AIM OF THE EXERCISE: In the records that follow, find each line containing "curtain" and copy it.

DATA EXTRACTS:
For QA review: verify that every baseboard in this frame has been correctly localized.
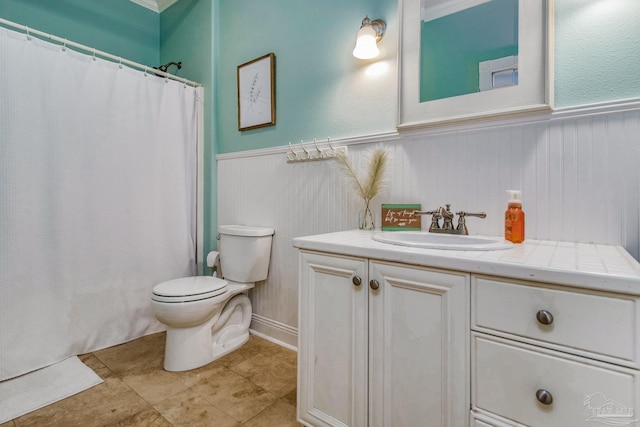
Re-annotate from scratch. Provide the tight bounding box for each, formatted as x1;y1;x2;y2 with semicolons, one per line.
249;313;298;351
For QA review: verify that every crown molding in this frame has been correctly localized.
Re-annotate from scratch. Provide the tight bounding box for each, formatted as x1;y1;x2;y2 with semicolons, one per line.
129;0;179;13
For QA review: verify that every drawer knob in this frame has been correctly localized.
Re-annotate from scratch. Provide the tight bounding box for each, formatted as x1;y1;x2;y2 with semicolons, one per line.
369;279;380;290
536;389;553;405
536;309;554;325
352;276;362;286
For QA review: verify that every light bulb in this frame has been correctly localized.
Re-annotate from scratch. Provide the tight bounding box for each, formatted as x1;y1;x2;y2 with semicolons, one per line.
352;25;379;59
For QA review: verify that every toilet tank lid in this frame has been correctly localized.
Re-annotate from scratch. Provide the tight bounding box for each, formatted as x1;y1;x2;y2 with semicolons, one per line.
218;225;274;237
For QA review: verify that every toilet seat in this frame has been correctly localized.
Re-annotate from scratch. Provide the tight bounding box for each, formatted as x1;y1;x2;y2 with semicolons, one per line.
152;276;228;303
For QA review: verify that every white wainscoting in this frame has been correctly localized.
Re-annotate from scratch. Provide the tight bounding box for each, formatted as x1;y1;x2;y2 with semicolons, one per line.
218;100;640;347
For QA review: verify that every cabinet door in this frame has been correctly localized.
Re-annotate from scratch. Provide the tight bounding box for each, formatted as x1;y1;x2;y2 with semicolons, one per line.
298;251;368;427
369;261;469;427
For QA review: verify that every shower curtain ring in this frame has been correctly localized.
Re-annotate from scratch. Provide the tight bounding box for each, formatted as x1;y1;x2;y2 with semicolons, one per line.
62;39;67;52
118;57;123;69
25;26;32;41
92;48;96;61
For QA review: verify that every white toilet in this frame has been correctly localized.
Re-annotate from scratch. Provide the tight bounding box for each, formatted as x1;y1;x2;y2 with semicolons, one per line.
151;225;274;372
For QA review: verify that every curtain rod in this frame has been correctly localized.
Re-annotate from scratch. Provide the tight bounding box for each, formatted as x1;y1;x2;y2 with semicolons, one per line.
0;17;201;88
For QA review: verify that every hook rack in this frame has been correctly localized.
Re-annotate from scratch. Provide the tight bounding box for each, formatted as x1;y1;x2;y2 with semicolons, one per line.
286;138;347;163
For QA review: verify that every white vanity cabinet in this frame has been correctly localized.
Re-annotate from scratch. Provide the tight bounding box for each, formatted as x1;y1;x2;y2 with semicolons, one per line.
470;275;640;427
294;230;640;427
297;250;469;427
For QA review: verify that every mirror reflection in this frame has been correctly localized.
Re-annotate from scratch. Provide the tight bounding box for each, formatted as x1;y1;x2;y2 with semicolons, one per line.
420;0;519;102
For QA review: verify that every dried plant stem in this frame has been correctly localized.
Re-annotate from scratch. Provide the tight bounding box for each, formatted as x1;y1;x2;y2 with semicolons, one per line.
335;147;389;229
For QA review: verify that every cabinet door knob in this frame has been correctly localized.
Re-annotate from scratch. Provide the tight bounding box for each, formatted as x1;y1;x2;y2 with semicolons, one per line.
536;389;553;405
369;279;380;290
352;276;362;286
536;309;554;325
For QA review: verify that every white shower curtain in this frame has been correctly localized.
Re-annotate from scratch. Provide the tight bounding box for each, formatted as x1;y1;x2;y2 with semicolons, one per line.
0;27;198;381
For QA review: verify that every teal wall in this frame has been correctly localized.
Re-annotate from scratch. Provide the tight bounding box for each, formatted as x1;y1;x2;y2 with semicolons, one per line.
0;0;159;65
160;0;216;269
214;0;640;155
215;0;397;154
420;0;518;102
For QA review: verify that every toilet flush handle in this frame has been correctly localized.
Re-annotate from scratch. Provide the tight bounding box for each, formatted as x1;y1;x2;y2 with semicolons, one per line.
206;251;222;277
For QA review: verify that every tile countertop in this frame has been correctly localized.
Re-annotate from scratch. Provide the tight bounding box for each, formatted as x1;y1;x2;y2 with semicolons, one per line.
293;230;640;296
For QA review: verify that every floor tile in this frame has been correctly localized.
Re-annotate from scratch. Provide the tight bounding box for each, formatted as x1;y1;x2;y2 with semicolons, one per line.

TASK RESPONSE:
For QA review: verify that every shower curtain ring in this frame has been correctly localized.
For QA review: verify that every curtain rod in this frame has been correctly localized.
For QA review: verify that every white shower curtain in this frame has been correctly localized.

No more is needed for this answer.